**REQUIRED ACTIONS**
1 - Name every configuration management solution that the server migration guide mentions.
2 - Pick up the server migration guide after its final sentence and keep writing it.

How To Migrate Linux Servers Part 2 - Transfer Core Data
Introduction
There are many scenarios where you might have to move your data and operating requirements from one server to another. You may need to implement your solutions in a new datacenter, upgrade to a larger machine, or transition to new hardware or a new VPS provider.
Whatever your reasons, there are many different considerations you should make when migrating from one system to another. Getting functionally equivalent configurations can be difficult if you are not operating with a configuration management solution such as Chef, Puppet, or Ansible. You need to not only transfer data, but also configure your services to operate in the same way on a new machine.
In the last article, we prepped our servers for data migration. At this point, your target and source system should be able to communicate (the target system should have SSH access to the source system). You should also have a list of software and services that you need to transfer, complete with version numbers of the most important components.
In this guide, we'll continue where we left off and begin the actual migration to our new server.
General Strategy
Before we begin, we should outline our general strategy for migrating data from our source to our target system.
The general idea is to transfer all of the relevant pieces of information while leaving the target system as clean as possible.
Some migration strategies simply point rsync at the root of the source machine and then pass in some exclude lines to tell the process not to include files that we know will cause conflicts. We won't take this approach. Migrating large pieces of system data onto a live operating system can cause unpredictable results and we want to end up with a stable system.
Not only that, but we don't want to needlessly clutter our new system with files that are no longer relevant to our operational requirements. This will take more effort, but it will lead to a more usable and friendly configuration when we are finished.
So we won't be just migrating every possible non-conflicting file to the new system if it isn't relevant to what we are hoping to achieve. Instead, we will be deciding exactly which data needs to be moved as a functional requirement for our purposes. This includes data and configuration details, user, jobs, etc.

**SUPPLIED MATERIAL**
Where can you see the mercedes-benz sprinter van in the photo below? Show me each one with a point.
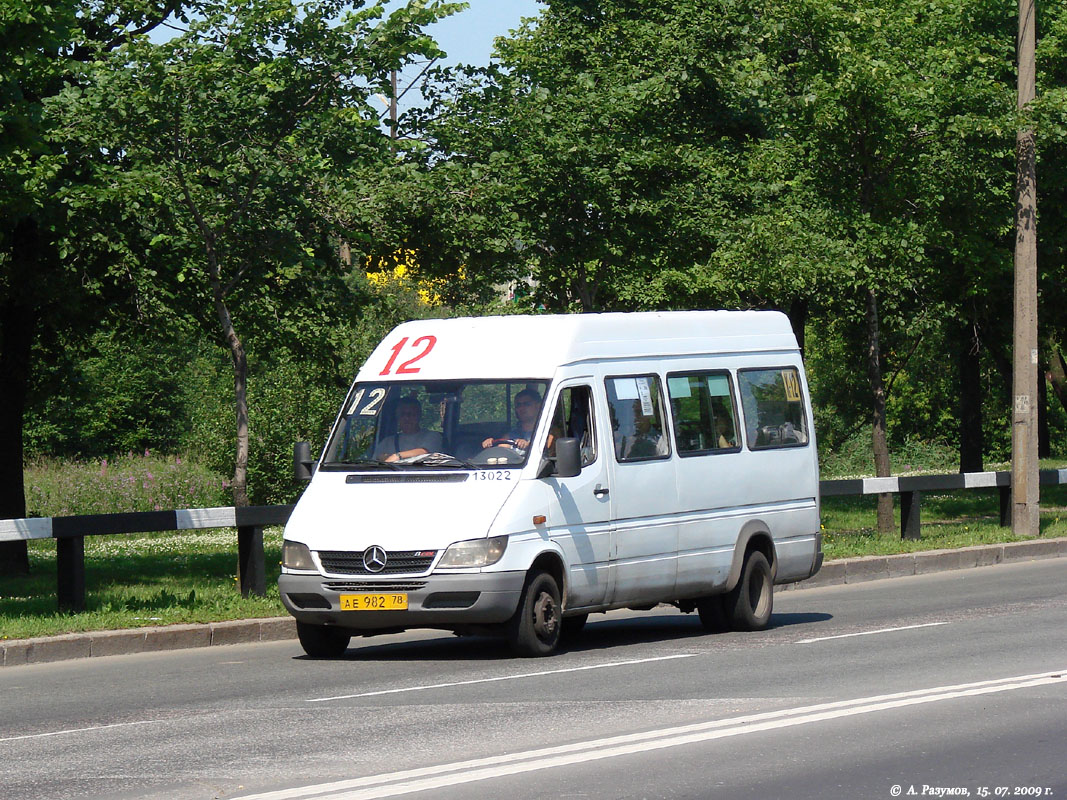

**ANSWER LIST**
1 - Chef, Puppet, Ansible

2 -
Creating a Migration Script
We will be making these decisions as we go, and adding them to a migration script.
This will give you a number of important advantages. It will allow you to easily re-run the commands again if there is a problem or in order to capture data changes on the source system after the first run. It will self-document the commands you used to transfer the data. It will also allow your source server to continue onto the next item of data transfer without user interaction.
As you write the script, you should be able to run it multiple times, refining it as you go. Most of the files will by transferred through rsync
, which will only transfer file changes. If the other data transfer portions take a long time, you can safely comment them out until you are fairly sure your script is in its final state.
This article will mostly be a guide on what to add to your migration script to make your migration successful. It will provide general guidelines more often than specifics.
We can create a simple migration script in the root user's home directory on the target system. We will use this to automate a large portion of our data migration operations:
nano /root/sync.sh
Inside the file, begin with a standard script heading (we will use "sh" to make this more portable, but you can use "bash" if you would like to use the extended features it offers and have it available on both systems):
#!/bin/sh
We will add to this as we continue. For now though, let's exit the file quickly so that we can make it executable.
Back on the command line, make the script executable by typing:
chmod 700 /root/sync.sh
To run the script at any time, you can now call it using its absolute path:
/root/sync.sh
Or its relative path:
cd /root
./sync.sh
You should test the script regularly as you go along to see if there are issues that come up.
Install Needed Programs and Services
The first step that we need to take prior to automation is to acquire the packages that you need to get these services up and running. We could also add this to the script, but it is easier to just do this portion by hand and document it in our script.
The configuration details will come later. For now, we need these applications installed and basic access configured so that we can get to work. You should have a list of required packages and versions from your source machine.
Add Additional Repositories if Necessary
Before we attempt to get these versions from our package manager, we should inspect our source system to see if any additional repositories have been added.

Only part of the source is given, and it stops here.